### Exercise brief
Each entry must be restated exactly as it appears.

### Source data
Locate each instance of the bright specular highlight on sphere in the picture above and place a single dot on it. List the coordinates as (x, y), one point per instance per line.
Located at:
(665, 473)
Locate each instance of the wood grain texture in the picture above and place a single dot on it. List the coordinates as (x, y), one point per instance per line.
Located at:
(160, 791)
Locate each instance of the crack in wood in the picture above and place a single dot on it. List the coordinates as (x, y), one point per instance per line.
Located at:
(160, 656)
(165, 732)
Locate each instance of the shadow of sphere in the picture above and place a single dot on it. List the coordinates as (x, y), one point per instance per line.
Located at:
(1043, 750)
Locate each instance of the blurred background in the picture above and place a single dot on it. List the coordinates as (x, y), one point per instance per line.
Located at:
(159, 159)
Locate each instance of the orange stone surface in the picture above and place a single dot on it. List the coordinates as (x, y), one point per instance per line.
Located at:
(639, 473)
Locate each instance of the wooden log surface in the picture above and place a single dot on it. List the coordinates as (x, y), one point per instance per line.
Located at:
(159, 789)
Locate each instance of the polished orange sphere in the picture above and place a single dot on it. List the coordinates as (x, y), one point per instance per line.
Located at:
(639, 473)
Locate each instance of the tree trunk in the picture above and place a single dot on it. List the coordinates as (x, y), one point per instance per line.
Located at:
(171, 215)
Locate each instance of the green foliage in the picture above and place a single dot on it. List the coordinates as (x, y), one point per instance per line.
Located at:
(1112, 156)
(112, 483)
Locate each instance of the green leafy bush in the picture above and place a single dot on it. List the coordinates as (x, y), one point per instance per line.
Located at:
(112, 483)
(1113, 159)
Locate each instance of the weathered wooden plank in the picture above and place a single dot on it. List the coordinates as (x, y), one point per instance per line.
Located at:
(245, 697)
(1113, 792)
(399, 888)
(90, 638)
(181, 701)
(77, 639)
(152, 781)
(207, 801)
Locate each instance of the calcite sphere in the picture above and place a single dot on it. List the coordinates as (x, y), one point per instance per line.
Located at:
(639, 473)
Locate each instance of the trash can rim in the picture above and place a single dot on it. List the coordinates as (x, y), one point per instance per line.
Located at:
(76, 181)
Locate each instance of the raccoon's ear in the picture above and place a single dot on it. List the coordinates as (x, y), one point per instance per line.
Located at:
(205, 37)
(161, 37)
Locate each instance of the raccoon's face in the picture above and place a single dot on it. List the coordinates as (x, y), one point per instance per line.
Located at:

### Answer to this task
Locate each instance of the bright specular highlight on sphere in the picture above and place a single dot on it. List the coordinates as (x, y), one point per instance per line.
Located at:
(665, 473)
Locate each instance of the wood grain texture in the picture above and place a single dot on it. List the coordinates as (x, y), one point per instance per line.
Located at:
(160, 791)
Locate each instance of the crack in wood in the picture above and place a single dot on it. List the coordinates as (x, y), one point per instance per line.
Located at:
(160, 656)
(165, 732)
Locate each instance of the shadow of sphere in the picture above and place a single dot on it. List the coordinates as (x, y), one point per instance per line.
Located at:
(1043, 750)
Locate each instance of the blurred background in the picture above and place a single dot on it. List the coordinates as (x, y), one point per instance per line.
Located at:
(159, 159)
Locate each instance of the orange stone surface in the picture above and place a single dot on it. List the coordinates as (x, y), one point per instance per line.
Located at:
(639, 473)
Locate each instance of the wooden log surface in the picture above and place a single dot on it. List the coordinates as (x, y), one point per instance per line.
Located at:
(159, 789)
Locate each instance of the polished orange sphere in the picture above and place a single dot on it. List the coordinates as (x, y), one point per instance per line.
Located at:
(639, 473)
Locate each instance of the tree trunk in the picture above and place a single dot on it. List the coordinates as (x, y), one point per instance per line.
Located at:
(171, 215)
Locate each instance of the green foliage in the picture above and place a single dot on it. List the coordinates as (x, y), one point per instance per line.
Located at:
(1112, 156)
(112, 483)
Locate each instance of the green leafy bush in the picture above and place a single dot on it. List the coordinates as (x, y), one point per instance per line.
Located at:
(112, 483)
(1113, 159)
Locate each instance of the weathered wooden plank in the picture above and place a single dot on it. List the coordinates as (x, y), one point per instance per line.
Located at:
(245, 697)
(1113, 792)
(399, 888)
(90, 638)
(181, 701)
(77, 639)
(152, 781)
(207, 801)
Locate each instance of the calcite sphere in the picture above and place a single dot on it. List the coordinates as (x, y), one point per instance per line.
Located at:
(639, 473)
Locate each instance of the trash can rim in the picture above and place a single dot on it. List the coordinates as (x, y), one point per instance per line.
Located at:
(76, 181)
Locate each instance of the raccoon's ear in the picture above and place a single dot on it. List the coordinates as (x, y), one point per instance per line.
Located at:
(205, 37)
(161, 37)
Locate each instance of the raccoon's face in the picture above and place a single dot on it. List the coordinates as (x, y), one point per instance per line.
Located at:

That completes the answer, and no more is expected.